-- Begin Record extracts --

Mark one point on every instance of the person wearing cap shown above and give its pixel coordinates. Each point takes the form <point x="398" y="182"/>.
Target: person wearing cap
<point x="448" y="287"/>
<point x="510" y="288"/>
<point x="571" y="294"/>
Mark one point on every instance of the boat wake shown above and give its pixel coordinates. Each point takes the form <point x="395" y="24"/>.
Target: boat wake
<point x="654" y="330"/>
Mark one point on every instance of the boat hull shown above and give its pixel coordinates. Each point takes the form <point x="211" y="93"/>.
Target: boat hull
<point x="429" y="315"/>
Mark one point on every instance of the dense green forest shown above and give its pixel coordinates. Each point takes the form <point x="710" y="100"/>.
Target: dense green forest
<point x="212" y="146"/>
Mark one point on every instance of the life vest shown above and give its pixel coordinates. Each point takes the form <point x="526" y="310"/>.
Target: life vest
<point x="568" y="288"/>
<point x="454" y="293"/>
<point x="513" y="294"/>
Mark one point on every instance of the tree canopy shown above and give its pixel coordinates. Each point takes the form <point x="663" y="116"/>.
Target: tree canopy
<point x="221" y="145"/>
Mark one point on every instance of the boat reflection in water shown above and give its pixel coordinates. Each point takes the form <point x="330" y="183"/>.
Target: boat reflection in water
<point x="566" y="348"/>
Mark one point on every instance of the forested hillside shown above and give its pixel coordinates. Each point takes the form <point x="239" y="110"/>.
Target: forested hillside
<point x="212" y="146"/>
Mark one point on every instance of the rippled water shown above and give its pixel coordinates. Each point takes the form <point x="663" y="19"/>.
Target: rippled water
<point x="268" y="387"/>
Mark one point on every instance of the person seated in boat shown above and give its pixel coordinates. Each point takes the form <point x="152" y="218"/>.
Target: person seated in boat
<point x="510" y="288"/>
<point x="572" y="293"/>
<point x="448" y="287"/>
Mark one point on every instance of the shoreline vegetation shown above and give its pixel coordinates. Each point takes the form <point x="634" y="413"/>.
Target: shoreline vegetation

-- End Record extracts --

# [Objective]
Copy all of the rows above verbatim, changing nothing.

# [Task result]
Mark one point on every instance of the person wearing cap shown above and give its pixel coordinates. Each point takes the form <point x="398" y="182"/>.
Target: person wearing cap
<point x="448" y="287"/>
<point x="510" y="288"/>
<point x="571" y="294"/>
Mark one point on every instance of the boat wake shown above and give its pixel coordinates. Each point takes the form <point x="395" y="24"/>.
Target: boat wake
<point x="654" y="330"/>
Mark one point on every instance of the boat hull shown above and give its pixel coordinates. Each point takes the form <point x="211" y="93"/>.
Target: boat hull
<point x="429" y="315"/>
Mark one point on every instance of the dense green forest shown above and give its pixel coordinates. Each point takes the form <point x="710" y="100"/>.
Target: dense green forest
<point x="212" y="146"/>
Mark one point on every instance of the life vest shown above and give its pixel coordinates. Each point takes the form <point x="526" y="310"/>.
Target: life vest
<point x="568" y="288"/>
<point x="454" y="293"/>
<point x="513" y="294"/>
Mark one point on every instance of the tree canopy shown above and give its pixel coordinates. Each point takes the form <point x="663" y="116"/>.
Target: tree canopy
<point x="221" y="145"/>
Mark one point on every instance of the boat reflection in water shown above and give its pixel coordinates. Each point takes the form <point x="330" y="183"/>.
Target: boat reflection in water
<point x="566" y="348"/>
Mark one point on every instance of the forested hillside shown above and give its pixel coordinates. Each point takes the form <point x="239" y="110"/>.
Target: forested hillside
<point x="212" y="146"/>
Mark one point on every instance of the rippled water shown above and give its pixel coordinates. Each point takes the form <point x="663" y="19"/>.
Target: rippled water
<point x="268" y="387"/>
Mark one point on every instance of the person seated in boat shown above and give its pixel coordinates. Each point takes the form <point x="152" y="218"/>.
Target: person seated in boat
<point x="510" y="288"/>
<point x="572" y="293"/>
<point x="448" y="287"/>
Mark one point on every instance of the shoreline vegetation shown above and give its pixel coordinates. Each point takes the form <point x="634" y="413"/>.
Target: shoreline vegetation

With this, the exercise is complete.